Can you reproduce, word for word, the part of the data below that opens with the line containing "the white lace" and closes with the line containing "the bridal tiara", keeping both of those lines?

#### DATA FOR THE TASK
- - - - -

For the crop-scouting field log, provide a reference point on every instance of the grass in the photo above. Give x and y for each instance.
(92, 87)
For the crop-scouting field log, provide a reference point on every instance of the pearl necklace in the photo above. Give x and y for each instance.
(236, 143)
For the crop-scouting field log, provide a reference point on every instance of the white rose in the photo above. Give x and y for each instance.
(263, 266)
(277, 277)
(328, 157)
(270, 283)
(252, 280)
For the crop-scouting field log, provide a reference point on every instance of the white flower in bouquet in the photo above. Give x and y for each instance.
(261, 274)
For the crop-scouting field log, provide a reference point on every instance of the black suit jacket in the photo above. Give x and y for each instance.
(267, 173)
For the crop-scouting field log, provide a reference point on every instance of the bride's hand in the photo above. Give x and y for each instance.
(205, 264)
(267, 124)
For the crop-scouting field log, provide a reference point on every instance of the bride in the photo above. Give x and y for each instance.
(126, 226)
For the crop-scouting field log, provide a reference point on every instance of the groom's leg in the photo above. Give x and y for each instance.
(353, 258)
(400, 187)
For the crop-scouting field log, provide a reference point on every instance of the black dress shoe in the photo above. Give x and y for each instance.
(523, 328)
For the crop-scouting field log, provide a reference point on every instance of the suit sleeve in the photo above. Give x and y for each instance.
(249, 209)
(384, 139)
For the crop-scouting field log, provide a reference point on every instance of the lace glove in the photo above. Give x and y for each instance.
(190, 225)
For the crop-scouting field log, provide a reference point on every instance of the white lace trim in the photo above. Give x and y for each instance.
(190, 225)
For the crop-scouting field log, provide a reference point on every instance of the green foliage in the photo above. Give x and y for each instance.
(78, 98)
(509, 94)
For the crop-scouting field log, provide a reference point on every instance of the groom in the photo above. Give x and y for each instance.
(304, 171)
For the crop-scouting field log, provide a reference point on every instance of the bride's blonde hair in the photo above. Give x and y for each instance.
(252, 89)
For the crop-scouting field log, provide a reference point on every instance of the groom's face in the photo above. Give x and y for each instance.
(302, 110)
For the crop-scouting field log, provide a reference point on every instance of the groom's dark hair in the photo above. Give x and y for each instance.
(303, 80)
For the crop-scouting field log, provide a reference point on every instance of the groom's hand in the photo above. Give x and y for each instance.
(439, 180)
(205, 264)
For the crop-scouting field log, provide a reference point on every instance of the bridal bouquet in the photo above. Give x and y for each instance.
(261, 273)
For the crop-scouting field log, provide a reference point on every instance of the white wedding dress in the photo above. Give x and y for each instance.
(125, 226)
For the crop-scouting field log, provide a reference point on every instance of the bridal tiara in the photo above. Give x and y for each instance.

- - - - -

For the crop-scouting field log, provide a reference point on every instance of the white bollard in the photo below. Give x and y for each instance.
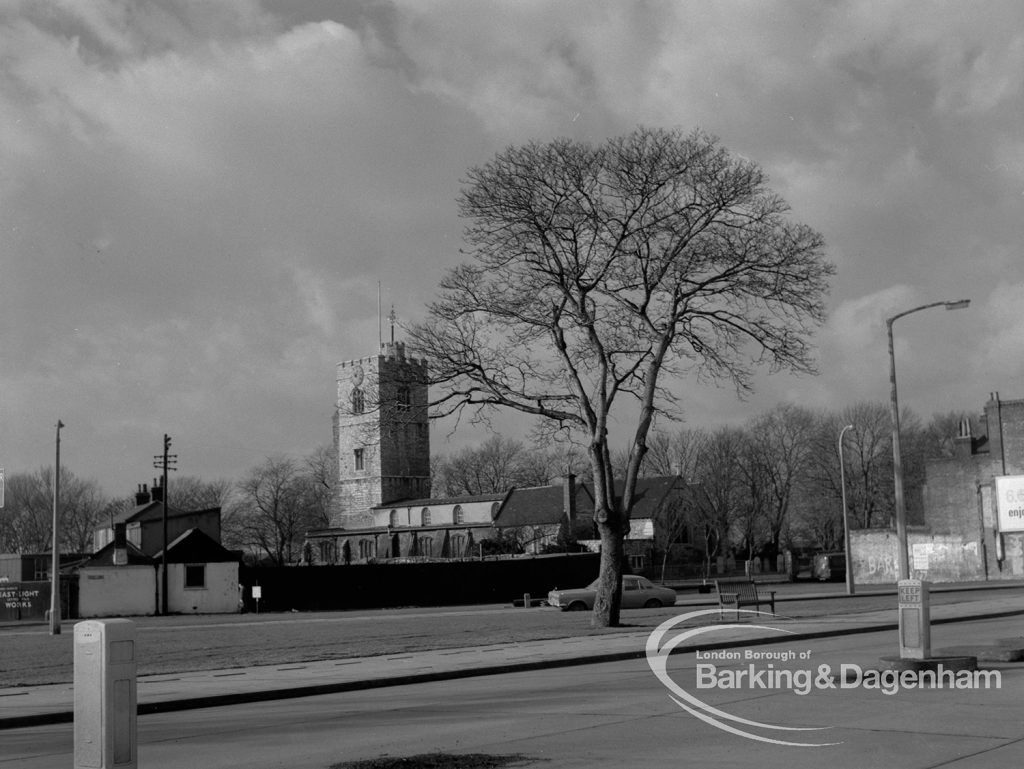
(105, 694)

- - - - -

#### FULL RESPONSE
For the crop-scouting field log, provide a reference point on every instance of the white lace trim in the photo above. Give x and y for each instance.
(190, 225)
For the crop-scouting field log, provide a reference point on every instance of the green foliage in the photo above. Give x and y for each instance.
(78, 98)
(509, 94)
For the crop-scouting field log, provide a reference point on every instance of the groom in the photo above. Give x and y for each instance.
(304, 171)
For the crop-scouting field log, provide a reference point on every instance of the bride's blonde hair in the photo above. Give x and y for each instance.
(252, 89)
For the crop-scouting field log, provide a reference point on every instance of the groom's face in the photo above. Give x and y for each instance.
(302, 110)
For the crop-scouting field log, provide a reference point on every instance of the groom's dark hair in the photo above. Give x and y for each instance.
(303, 80)
For the crop-scouting field log, provide a reference point on every instance of the groom's hand in the photo above. Give x and y for each instance.
(439, 180)
(205, 264)
For the crop-scouting field log, provide a reference point on every instance of the bridal bouquet in the photo above. Give x and y for each instance.
(261, 273)
For the crop-scouting field log, provide a reference point on every instance of the white wedding dress in the photo above. Give x and y for each instance.
(125, 226)
For the crop-scouting field log, provide a reference point on every instance of the bridal tiara in the photo above. Give x and y for each instance.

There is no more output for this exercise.